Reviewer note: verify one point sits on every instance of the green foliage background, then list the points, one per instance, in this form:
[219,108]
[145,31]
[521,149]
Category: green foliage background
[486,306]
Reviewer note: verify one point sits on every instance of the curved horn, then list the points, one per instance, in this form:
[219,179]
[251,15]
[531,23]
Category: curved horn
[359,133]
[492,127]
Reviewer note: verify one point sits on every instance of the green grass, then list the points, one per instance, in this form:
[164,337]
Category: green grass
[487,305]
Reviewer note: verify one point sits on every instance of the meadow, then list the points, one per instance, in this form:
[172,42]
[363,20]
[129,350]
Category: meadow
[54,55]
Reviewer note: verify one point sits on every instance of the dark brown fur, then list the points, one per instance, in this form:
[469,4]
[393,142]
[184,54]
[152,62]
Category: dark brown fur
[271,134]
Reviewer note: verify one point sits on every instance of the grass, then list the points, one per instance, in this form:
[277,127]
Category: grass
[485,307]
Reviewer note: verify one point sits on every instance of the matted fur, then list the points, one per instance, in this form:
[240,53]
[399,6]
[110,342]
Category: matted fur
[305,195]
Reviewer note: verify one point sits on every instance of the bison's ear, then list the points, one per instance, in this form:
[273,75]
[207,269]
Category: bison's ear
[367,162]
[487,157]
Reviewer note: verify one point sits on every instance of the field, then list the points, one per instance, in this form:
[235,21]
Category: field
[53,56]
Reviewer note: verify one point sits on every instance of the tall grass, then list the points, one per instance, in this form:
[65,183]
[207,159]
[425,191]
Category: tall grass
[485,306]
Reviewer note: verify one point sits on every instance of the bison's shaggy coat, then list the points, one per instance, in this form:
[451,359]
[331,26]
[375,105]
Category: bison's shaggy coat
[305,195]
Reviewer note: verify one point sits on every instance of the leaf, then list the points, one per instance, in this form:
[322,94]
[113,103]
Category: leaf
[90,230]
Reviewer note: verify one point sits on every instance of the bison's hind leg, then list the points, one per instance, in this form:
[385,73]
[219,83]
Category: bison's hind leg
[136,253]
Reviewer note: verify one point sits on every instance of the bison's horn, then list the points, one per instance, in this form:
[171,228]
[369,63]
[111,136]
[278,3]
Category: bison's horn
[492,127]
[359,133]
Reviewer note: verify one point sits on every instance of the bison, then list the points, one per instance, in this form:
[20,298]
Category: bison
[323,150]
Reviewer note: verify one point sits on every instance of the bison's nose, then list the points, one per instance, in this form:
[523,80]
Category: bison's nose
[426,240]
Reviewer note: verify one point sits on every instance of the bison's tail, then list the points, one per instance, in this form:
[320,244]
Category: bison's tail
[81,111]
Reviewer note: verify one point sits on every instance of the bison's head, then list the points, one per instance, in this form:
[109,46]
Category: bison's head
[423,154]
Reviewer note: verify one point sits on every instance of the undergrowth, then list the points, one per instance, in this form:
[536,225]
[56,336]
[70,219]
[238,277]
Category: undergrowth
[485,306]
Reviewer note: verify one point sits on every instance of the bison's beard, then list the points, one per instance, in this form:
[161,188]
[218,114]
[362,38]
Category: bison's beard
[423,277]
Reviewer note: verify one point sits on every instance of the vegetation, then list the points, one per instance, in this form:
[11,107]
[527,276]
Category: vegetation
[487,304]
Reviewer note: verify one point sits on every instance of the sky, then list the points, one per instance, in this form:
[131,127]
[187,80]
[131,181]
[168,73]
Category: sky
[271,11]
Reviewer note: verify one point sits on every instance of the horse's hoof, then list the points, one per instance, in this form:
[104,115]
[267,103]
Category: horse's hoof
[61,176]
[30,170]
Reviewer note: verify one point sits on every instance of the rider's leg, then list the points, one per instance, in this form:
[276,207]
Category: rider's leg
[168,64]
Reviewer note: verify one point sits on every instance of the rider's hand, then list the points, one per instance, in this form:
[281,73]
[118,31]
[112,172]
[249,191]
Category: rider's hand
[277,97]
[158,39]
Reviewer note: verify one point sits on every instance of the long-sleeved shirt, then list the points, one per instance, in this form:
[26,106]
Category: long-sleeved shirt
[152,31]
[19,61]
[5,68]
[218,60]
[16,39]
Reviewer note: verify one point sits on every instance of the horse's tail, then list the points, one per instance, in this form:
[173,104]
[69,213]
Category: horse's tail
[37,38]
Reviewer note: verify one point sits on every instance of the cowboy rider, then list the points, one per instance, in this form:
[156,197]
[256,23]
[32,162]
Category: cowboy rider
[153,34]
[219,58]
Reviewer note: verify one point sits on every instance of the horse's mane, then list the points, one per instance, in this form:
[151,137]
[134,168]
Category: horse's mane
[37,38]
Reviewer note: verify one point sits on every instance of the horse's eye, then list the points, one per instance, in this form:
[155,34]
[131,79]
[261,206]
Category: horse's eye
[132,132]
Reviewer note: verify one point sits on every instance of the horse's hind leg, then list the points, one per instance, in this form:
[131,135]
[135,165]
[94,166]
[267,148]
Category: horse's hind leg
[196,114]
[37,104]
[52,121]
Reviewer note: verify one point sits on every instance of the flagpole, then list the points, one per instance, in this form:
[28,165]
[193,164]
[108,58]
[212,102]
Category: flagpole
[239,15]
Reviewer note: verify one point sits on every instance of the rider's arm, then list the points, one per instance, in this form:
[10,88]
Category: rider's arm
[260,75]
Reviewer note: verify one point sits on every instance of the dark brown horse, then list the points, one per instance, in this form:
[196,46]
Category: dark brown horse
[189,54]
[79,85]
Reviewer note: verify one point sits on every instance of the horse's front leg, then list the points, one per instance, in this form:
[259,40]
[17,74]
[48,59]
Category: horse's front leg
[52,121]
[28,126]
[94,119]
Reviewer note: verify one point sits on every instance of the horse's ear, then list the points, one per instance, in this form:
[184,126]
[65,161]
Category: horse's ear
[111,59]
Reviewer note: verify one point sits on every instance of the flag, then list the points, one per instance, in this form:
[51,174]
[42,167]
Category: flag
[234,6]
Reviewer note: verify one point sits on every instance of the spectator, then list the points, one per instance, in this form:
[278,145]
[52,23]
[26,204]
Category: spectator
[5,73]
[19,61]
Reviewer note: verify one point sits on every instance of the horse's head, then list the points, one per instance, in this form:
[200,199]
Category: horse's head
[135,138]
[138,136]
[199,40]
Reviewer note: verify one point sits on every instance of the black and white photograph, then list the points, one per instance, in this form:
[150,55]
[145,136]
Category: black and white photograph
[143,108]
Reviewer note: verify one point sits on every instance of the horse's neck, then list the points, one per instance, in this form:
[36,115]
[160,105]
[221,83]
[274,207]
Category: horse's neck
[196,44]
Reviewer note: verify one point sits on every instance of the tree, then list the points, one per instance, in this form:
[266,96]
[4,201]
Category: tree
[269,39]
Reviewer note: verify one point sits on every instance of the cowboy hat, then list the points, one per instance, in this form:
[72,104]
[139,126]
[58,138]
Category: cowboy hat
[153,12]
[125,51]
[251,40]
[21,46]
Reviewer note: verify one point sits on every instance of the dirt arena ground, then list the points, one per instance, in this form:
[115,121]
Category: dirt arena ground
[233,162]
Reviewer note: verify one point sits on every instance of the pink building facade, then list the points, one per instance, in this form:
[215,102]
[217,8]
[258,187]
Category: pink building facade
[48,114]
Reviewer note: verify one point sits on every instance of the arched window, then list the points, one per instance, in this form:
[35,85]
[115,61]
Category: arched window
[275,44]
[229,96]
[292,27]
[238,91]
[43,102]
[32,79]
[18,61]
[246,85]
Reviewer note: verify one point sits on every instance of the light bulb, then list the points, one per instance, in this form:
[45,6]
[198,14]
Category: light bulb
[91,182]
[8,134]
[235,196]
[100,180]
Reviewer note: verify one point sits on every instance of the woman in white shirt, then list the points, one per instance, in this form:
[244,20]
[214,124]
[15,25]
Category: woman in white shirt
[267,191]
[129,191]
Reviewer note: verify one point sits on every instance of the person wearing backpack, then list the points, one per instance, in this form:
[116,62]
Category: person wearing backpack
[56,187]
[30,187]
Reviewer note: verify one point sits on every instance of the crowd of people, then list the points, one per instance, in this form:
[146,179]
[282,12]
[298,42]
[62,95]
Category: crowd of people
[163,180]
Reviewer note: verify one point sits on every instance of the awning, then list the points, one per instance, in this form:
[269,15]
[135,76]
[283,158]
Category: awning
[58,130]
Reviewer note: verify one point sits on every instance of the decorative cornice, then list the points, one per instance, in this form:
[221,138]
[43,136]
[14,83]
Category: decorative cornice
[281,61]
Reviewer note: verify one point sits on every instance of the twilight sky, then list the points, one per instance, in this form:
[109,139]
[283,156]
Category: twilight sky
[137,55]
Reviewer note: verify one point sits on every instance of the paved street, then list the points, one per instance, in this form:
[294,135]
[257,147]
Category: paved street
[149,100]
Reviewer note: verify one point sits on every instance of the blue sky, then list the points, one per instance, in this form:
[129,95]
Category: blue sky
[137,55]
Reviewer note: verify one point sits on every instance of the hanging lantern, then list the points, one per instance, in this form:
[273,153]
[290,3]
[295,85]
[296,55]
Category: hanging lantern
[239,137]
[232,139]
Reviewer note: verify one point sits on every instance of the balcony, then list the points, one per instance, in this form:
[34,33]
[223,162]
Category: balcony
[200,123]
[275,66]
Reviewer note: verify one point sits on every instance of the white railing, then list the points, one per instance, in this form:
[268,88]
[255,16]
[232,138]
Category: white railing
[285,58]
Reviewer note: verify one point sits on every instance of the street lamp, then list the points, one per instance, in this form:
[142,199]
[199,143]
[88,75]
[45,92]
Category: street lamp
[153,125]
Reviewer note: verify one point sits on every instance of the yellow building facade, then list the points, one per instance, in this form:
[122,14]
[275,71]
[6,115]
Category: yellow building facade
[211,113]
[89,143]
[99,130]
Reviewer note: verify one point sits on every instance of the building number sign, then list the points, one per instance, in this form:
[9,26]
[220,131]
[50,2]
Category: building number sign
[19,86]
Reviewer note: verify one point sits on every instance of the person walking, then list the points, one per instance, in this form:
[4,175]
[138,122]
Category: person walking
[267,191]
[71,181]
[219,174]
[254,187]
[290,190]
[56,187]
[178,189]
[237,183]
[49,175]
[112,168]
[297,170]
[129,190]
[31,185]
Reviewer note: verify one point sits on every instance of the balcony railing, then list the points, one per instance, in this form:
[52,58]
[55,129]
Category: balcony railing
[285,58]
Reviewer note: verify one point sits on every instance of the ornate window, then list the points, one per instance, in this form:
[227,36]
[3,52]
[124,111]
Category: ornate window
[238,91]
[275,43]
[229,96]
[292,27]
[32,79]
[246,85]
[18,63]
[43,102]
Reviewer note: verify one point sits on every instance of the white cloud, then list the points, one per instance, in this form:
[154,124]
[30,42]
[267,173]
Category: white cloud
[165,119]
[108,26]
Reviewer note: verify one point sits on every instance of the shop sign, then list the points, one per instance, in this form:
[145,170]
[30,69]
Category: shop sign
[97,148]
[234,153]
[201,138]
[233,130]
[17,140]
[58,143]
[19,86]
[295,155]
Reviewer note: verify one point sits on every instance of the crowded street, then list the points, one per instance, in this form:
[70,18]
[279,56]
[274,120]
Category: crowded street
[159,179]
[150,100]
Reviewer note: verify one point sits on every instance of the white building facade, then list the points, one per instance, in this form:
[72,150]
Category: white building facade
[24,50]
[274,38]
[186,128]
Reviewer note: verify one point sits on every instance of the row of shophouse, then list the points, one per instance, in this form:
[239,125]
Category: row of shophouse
_ _ _ _ _ _ _
Using the material above, reproduce exactly the line that contains "balcony railing, then" and all lines after it through the last one, and only those.

Reviewer note: verify one point sits on every instance of the balcony railing, then list the points, one per instance, in this form:
[52,58]
[55,129]
Category: balcony railing
[285,58]
Reviewer note: verify one point sits on every instance of the ornate window, then list the points, one per instance, in this form:
[227,36]
[3,52]
[124,111]
Category: ornate window
[238,91]
[275,43]
[229,96]
[292,27]
[32,79]
[246,85]
[18,63]
[43,102]
Reviewer note: verify one point sits on every instance of the white cloud, then list the points, one per instance, in this form:
[154,124]
[30,42]
[267,173]
Category: white cloud
[165,119]
[108,26]
Reviewer note: verify one point sits on every instance of the shop sign, then list the points, one per instance, in this form:
[145,170]
[30,69]
Category: shop sign
[97,148]
[234,153]
[201,138]
[233,130]
[17,140]
[58,143]
[19,86]
[295,155]
Reviewer note: verify one point sits on every instance of the crowded street, then list the points, one per instance, in this form:
[70,18]
[279,56]
[274,120]
Category: crowded street
[159,179]
[150,100]
Reviewer note: verify one point sits on every instance of the white building facade, then list the points, one per instance, in this form:
[72,150]
Category: white building facade
[24,50]
[274,38]
[186,128]
Reviewer note: verify one point sits on every instance of the row of shophouse, then list the points, one per instance, in this form:
[239,125]
Category: row of shophouse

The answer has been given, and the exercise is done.